嬉野市塩田町 蒲原タツエさん(大5生)

 むかーし。

ある人がねぇ、江戸さん初めて出て来(き)んしゃったて。そいぎぃ、ブラブラ、ブラブラあっちこっち見て回いよんしゃったぎぃ、一軒の茶店があったちゅうもん。そうして「お吸い物、お好み次第」ていう、看板のブラッて下がっとったちゅうもんねぇ。そいを見てさ、ああ、こりゃあ珍しかお吸い物ば吸おうと思うて、店に入(はい)んしゃったて。そうして、

「このお店では、どんな吸い物でも作るのかあ。『お好み次第』て、してあるから」て言うて、聞きんしゃったぎぃ、店の亭主が、

「はい。左様でございます。看板に書いてあるとおり、何(なん)なりともお申しつけくださいませ」て、こう言んしゃったちゅう。そいぎぃ、

「表に書いてあっ、『さいほくとう』ち言(ゅ)うとば頼む」ち言(ゅ)うて、注文しんしゃったちゅうもんねぇ。「さいほくとう」ち言(ゅ)うとば、注文しんしゃったて。

• **提供記録**:
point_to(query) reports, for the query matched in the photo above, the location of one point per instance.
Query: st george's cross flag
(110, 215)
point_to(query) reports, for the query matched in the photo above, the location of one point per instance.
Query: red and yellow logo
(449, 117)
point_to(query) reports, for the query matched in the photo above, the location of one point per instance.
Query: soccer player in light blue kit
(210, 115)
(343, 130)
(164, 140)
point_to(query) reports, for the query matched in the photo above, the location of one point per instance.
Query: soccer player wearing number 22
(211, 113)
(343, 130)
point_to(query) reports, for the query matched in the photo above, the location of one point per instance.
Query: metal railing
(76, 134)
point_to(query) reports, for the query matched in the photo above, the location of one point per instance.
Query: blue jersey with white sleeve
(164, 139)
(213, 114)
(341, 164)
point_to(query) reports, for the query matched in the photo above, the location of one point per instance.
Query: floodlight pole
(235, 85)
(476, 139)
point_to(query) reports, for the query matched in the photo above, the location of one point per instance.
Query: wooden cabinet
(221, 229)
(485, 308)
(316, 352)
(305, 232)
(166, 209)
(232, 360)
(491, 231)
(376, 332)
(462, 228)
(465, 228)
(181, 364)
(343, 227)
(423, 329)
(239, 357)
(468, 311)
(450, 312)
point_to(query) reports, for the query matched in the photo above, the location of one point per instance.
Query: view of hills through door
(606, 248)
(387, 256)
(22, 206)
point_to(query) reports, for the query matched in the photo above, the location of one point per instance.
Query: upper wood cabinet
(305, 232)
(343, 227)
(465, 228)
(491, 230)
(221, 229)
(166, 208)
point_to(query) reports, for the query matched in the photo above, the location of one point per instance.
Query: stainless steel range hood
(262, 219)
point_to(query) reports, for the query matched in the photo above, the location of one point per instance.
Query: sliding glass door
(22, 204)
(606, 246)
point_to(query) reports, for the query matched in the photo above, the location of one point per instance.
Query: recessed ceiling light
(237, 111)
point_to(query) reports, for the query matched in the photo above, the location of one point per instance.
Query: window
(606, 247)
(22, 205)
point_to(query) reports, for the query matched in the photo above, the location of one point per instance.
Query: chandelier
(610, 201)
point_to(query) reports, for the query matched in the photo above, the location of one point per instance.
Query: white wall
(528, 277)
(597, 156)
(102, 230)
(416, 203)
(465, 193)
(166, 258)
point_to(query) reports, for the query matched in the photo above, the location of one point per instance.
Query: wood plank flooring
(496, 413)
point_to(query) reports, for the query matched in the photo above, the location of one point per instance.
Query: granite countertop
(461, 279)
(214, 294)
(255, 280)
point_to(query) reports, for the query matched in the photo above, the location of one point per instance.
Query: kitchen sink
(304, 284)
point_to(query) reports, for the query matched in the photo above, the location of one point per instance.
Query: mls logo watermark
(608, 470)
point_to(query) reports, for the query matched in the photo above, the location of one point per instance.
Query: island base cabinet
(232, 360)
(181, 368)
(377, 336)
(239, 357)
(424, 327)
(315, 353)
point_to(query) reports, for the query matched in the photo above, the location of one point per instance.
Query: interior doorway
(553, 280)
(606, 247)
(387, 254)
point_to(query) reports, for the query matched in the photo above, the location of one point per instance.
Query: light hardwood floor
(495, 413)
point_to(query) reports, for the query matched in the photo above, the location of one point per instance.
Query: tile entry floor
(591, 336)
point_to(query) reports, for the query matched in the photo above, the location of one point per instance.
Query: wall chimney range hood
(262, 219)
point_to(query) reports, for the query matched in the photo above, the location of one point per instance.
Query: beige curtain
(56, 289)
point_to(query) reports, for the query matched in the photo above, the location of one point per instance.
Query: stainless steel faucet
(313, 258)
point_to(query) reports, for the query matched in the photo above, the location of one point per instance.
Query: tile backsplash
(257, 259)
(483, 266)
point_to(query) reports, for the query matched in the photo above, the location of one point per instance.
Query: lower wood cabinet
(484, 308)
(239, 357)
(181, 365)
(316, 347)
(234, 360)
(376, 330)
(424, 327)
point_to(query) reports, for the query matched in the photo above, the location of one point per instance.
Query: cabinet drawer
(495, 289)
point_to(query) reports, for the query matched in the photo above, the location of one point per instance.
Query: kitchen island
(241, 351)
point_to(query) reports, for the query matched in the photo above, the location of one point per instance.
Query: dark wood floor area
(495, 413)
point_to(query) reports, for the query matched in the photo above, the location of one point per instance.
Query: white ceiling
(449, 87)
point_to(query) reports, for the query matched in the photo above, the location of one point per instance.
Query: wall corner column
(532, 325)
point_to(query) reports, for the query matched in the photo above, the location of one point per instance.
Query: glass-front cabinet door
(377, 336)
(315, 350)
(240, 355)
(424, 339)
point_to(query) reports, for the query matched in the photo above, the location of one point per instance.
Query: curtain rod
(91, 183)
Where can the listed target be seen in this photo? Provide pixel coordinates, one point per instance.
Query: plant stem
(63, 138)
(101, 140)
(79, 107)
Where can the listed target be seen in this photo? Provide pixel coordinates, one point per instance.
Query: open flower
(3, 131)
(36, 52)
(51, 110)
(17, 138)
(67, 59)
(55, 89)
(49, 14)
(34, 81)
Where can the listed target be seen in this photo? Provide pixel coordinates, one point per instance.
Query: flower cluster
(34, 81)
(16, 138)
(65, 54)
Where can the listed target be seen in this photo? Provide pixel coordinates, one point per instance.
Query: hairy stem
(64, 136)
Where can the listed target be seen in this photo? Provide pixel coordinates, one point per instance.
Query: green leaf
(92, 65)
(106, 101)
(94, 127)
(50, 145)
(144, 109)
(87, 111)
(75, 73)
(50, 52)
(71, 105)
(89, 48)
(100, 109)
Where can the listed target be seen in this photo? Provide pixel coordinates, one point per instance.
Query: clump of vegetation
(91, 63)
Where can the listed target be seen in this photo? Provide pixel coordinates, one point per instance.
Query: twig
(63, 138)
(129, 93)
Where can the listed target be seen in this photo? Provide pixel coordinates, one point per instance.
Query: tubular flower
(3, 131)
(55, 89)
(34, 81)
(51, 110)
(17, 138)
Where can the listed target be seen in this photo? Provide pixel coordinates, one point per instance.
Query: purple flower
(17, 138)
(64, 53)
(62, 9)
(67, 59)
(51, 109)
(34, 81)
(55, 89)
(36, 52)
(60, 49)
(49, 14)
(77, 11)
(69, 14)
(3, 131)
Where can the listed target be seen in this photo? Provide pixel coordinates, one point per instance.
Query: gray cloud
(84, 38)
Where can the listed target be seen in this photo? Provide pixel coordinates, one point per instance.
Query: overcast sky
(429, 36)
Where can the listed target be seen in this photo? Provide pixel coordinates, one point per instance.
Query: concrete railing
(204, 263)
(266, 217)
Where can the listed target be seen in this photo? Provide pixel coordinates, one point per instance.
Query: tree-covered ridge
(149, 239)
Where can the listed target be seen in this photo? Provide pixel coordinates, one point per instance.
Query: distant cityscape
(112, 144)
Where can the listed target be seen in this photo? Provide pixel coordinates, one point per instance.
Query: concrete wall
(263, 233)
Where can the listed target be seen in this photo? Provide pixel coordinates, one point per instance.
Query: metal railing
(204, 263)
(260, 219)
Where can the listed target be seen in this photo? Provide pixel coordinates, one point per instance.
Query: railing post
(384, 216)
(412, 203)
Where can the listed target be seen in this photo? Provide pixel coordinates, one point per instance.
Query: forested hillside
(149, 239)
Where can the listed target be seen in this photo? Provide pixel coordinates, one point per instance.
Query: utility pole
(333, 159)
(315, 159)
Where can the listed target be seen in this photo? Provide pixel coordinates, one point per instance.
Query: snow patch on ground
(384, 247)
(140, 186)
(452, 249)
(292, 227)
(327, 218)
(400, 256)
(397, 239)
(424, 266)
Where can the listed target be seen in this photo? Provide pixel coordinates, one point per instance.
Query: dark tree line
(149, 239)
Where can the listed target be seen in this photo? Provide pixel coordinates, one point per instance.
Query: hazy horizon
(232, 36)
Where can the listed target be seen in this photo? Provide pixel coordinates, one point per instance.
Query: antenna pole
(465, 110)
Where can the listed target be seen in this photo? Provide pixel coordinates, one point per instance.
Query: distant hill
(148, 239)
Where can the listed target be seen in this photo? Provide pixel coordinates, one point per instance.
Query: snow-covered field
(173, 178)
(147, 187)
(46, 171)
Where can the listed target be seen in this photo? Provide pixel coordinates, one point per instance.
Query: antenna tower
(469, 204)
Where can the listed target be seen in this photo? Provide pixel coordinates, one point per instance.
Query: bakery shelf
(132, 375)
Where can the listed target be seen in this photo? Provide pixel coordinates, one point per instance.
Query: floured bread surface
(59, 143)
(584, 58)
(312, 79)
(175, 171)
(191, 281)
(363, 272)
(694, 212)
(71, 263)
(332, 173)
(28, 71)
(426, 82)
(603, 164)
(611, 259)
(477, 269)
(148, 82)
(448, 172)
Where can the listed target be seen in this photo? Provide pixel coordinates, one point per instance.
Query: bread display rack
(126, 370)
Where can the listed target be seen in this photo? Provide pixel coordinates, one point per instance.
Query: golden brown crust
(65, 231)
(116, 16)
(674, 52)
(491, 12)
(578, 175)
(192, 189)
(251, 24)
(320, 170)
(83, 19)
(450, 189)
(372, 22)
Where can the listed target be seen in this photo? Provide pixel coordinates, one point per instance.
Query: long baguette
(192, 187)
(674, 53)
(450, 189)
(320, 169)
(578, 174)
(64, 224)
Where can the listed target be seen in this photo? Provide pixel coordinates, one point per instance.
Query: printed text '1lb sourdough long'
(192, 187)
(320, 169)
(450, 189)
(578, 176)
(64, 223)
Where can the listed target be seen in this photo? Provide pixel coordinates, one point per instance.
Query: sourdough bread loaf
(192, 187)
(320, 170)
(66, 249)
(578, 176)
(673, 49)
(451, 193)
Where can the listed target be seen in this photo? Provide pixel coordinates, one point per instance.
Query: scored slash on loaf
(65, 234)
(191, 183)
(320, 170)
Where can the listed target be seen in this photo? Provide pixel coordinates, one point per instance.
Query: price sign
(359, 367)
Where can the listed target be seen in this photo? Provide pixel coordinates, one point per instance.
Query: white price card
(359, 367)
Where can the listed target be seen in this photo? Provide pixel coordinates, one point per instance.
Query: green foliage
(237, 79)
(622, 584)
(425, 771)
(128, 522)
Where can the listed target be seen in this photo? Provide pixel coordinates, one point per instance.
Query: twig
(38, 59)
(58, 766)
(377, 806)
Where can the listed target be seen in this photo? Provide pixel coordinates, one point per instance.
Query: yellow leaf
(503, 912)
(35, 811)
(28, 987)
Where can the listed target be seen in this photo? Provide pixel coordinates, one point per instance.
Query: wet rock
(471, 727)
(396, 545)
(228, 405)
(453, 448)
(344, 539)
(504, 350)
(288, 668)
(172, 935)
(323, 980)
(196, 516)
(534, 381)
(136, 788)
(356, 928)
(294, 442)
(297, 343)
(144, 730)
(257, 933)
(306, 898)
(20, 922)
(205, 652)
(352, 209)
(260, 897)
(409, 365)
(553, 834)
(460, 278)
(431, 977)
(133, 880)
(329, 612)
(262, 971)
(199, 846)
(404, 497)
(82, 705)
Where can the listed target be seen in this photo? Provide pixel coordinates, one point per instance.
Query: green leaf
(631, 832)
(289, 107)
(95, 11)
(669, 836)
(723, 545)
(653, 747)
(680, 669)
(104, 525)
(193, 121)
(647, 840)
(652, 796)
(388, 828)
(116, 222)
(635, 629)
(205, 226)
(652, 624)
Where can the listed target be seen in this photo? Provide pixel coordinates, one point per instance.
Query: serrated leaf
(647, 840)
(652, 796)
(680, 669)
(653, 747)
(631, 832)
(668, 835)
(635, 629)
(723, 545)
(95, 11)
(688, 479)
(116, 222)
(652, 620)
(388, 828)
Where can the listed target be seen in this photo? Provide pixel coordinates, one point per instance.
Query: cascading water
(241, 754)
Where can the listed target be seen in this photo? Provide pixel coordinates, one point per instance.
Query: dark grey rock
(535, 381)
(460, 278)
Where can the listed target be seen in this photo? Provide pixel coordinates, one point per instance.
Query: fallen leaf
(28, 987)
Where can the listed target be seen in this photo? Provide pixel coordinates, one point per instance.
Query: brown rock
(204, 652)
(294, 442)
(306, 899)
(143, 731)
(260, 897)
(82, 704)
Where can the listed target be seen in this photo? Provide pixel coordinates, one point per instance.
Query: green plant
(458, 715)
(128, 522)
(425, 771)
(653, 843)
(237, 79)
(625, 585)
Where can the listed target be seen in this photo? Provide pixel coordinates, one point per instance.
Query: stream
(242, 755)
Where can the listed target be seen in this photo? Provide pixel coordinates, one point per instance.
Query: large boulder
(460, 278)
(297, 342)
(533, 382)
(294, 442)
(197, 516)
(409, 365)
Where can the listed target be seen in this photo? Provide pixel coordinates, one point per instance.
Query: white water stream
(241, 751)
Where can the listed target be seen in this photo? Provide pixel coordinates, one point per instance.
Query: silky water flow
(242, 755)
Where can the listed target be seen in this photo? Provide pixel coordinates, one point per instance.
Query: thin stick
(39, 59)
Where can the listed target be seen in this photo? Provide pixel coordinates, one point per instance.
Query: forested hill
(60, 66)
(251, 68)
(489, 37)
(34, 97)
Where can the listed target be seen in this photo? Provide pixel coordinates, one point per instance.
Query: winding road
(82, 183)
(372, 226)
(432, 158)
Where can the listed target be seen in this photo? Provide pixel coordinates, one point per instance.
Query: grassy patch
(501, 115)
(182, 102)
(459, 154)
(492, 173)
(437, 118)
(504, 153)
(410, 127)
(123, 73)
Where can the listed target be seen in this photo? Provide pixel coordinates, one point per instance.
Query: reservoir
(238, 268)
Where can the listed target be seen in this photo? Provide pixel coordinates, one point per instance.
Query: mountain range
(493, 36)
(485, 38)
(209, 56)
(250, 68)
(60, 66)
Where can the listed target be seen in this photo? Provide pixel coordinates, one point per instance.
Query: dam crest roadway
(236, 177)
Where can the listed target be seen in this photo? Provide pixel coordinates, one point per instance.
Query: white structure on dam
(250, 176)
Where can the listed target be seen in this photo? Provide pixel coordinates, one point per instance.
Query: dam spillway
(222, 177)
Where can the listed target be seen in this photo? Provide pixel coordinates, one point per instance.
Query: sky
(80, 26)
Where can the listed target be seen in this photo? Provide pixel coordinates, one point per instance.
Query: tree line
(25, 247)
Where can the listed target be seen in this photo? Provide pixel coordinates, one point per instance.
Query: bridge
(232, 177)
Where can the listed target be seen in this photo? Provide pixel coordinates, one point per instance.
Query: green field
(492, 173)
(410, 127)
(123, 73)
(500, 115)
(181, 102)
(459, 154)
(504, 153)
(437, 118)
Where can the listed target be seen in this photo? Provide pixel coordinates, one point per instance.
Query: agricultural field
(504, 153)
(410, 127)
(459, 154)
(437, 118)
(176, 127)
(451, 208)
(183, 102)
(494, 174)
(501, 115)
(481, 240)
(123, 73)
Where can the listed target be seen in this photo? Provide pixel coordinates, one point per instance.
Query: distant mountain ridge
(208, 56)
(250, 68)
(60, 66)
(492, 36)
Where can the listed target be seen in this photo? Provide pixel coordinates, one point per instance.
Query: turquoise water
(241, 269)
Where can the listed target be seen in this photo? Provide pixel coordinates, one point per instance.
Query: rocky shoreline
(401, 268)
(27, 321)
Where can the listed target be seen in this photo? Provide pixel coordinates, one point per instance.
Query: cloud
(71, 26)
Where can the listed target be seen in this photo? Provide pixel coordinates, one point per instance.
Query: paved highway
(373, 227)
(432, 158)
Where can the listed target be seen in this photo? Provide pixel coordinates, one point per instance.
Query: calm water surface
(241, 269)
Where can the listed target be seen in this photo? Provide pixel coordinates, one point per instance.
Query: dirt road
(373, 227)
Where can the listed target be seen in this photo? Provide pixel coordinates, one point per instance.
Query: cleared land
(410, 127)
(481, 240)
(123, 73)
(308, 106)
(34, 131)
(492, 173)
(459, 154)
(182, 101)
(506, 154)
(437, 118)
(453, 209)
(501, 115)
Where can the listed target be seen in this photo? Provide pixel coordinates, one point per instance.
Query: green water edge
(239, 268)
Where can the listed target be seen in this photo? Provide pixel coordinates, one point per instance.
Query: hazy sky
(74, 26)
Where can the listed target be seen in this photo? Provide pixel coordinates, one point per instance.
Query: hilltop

• **記述課題**: 江戸の茶店の昔話から、「ある人がねぇ、江戸さん初めて」という語句を含むところで始まり「うとば、注文しんしゃったて。」で終わる部分を、一字一句違えずに書き写してください。

• **記述回答**:
ある人がねぇ、江戸さん初めて出て来(き)んしゃったて。そいぎぃ、ブラブラ、ブラブラあっちこっち見て回いよんしゃったぎぃ、一軒の茶店があったちゅうもん。そうして「お吸い物、お好み次第」ていう、看板のブラッて下がっとったちゅうもんねぇ。そいを見てさ、ああ、こりゃあ珍しかお吸い物ば吸おうと思うて、店に入(はい)んしゃったて。そうして、

「このお店では、どんな吸い物でも作るのかあ。『お好み次第』て、してあるから」て言うて、聞きんしゃったぎぃ、店の亭主が、

「はい。左様でございます。看板に書いてあるとおり、何(なん)なりともお申しつけくださいませ」て、こう言んしゃったちゅう。そいぎぃ、

「表に書いてあっ、『さいほくとう』ち言(ゅ)うとば頼む」ち言(ゅ)うて、注文しんしゃったちゅうもんねぇ。「さいほくとう」ち言(ゅ)うとば、注文しんしゃったて。